WORK TASK: Copy every record exactly, with nothing left out.

◇ ◇ ◇ ◇ ◇

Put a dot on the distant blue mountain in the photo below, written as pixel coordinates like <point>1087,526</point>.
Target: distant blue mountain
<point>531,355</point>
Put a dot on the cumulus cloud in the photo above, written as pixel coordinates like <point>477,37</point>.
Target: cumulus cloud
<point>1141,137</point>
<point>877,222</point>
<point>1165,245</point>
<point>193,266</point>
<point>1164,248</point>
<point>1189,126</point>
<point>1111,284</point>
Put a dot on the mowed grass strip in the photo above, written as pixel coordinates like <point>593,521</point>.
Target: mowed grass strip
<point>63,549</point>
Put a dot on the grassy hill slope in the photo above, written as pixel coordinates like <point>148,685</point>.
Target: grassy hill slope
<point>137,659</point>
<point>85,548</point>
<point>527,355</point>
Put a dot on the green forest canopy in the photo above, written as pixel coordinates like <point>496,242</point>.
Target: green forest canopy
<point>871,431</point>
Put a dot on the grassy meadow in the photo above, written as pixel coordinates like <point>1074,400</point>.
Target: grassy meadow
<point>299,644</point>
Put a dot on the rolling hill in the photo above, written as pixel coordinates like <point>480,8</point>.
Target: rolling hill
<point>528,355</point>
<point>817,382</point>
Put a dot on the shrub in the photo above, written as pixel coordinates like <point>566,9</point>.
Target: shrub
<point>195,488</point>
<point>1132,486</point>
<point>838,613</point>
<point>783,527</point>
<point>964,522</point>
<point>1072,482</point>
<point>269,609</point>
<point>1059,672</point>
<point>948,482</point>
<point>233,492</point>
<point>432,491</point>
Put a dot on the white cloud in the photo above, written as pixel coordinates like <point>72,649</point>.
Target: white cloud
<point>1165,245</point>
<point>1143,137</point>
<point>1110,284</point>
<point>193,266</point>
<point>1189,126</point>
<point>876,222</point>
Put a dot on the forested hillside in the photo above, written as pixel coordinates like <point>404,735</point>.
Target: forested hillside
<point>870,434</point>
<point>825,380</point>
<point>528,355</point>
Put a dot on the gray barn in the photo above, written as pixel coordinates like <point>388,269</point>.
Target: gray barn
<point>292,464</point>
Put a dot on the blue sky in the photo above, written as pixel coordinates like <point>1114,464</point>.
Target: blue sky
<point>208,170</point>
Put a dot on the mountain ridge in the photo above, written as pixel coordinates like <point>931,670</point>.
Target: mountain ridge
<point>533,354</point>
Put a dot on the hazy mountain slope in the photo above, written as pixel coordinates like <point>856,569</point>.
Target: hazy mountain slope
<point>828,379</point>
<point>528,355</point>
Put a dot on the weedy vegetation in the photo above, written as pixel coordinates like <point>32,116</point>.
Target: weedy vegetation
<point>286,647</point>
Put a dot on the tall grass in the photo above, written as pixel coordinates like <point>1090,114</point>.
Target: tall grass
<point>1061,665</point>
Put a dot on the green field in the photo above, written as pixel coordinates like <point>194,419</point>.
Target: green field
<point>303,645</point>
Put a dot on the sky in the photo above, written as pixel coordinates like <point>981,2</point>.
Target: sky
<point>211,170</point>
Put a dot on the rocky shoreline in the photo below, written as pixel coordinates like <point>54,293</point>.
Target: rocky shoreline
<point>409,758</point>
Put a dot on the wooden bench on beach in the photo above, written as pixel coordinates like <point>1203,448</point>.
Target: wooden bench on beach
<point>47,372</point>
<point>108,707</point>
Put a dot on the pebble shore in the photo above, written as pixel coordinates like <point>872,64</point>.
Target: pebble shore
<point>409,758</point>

◇ ◇ ◇ ◇ ◇

SOLUTION TO THE EXERCISE:
Put a dot on the distant blue mountain in the photo below, written as pixel coordinates like <point>1087,526</point>.
Target: distant blue mountain
<point>531,355</point>
Put a dot on the cumulus cloud in the photo above, written as pixel coordinates like <point>477,37</point>.
Target: cumulus cloud
<point>1141,137</point>
<point>877,222</point>
<point>1165,245</point>
<point>193,266</point>
<point>1164,248</point>
<point>1189,126</point>
<point>1111,284</point>
Put a dot on the mowed grass strip in the photo above, written as pixel coordinates like <point>593,521</point>.
Target: mowed grass strip
<point>63,549</point>
Put a dot on the grassy hill slope in the photo above, written as pixel coordinates like <point>148,685</point>.
Target: grassy hill slope
<point>137,659</point>
<point>85,548</point>
<point>527,355</point>
Put a dot on the green forest canopy in the photo above, written as pixel coordinates like <point>496,242</point>.
Target: green forest canopy
<point>871,431</point>
Put a dot on the grassy meadow in the photo above, written as pixel coordinates like <point>1074,400</point>.
Target: grassy meadow
<point>299,644</point>
Put a dot on the rolling hill in the photo above, written as pixel coordinates like <point>480,8</point>.
Target: rolling hill
<point>528,355</point>
<point>817,382</point>
Put a dot on the shrub in the photo above, written as pixel coordinates like <point>566,9</point>.
Target: shrub
<point>195,488</point>
<point>1132,486</point>
<point>838,613</point>
<point>783,527</point>
<point>964,522</point>
<point>1072,482</point>
<point>269,609</point>
<point>1059,672</point>
<point>948,482</point>
<point>233,492</point>
<point>432,491</point>
Put a dot on the white cloud in the photo above, written as pixel coordinates like <point>72,649</point>.
Target: white cloud
<point>1165,245</point>
<point>1143,137</point>
<point>1110,284</point>
<point>193,266</point>
<point>1189,126</point>
<point>876,222</point>
Put a dot on the forested hillside in the photo above, written as pixel coordinates like <point>404,735</point>.
Target: forested hillside
<point>870,434</point>
<point>825,380</point>
<point>528,355</point>
Put a dot on the gray barn in the photo above, written as pixel coordinates like <point>388,269</point>.
Target: gray barn
<point>292,464</point>
Put a dot on the blue sky in the photo above, written as pixel coordinates like <point>1114,464</point>.
Target: blue sky
<point>208,170</point>
Put a dot on the mountain ridge in the photo above, written as pixel coordinates like <point>931,670</point>.
Target: mountain ridge
<point>533,354</point>
Put a dot on the hazy mountain slope in the photo above, written as pixel coordinates like <point>856,569</point>.
Target: hazy mountain slope
<point>828,379</point>
<point>528,355</point>
Put a dot on the weedy vegetation in the photo above, written as pixel coordinates like <point>32,116</point>.
Target: weedy vegetation
<point>286,647</point>
Put a dot on the tall grass in the photo above, written as pixel coordinates like <point>1090,114</point>.
Target: tall grass
<point>1061,665</point>
Put a dot on the green field in the photo above, written as pixel coordinates like <point>194,419</point>.
Target: green field
<point>303,645</point>
Put a dot on the sky in the photo above, written as pixel coordinates like <point>981,2</point>.
Target: sky
<point>211,170</point>
Put a dot on the rocky shoreline in the photo below, written as pixel coordinates like <point>54,293</point>.
Target: rocky shoreline
<point>409,758</point>
Put a dot on the wooden bench on beach in the photo above, written as pixel coordinates like <point>1203,448</point>.
Target: wooden bench on beach
<point>47,372</point>
<point>108,707</point>
Put a dot on the pebble shore in the photo above, written as pixel coordinates like <point>872,64</point>.
Target: pebble shore
<point>409,758</point>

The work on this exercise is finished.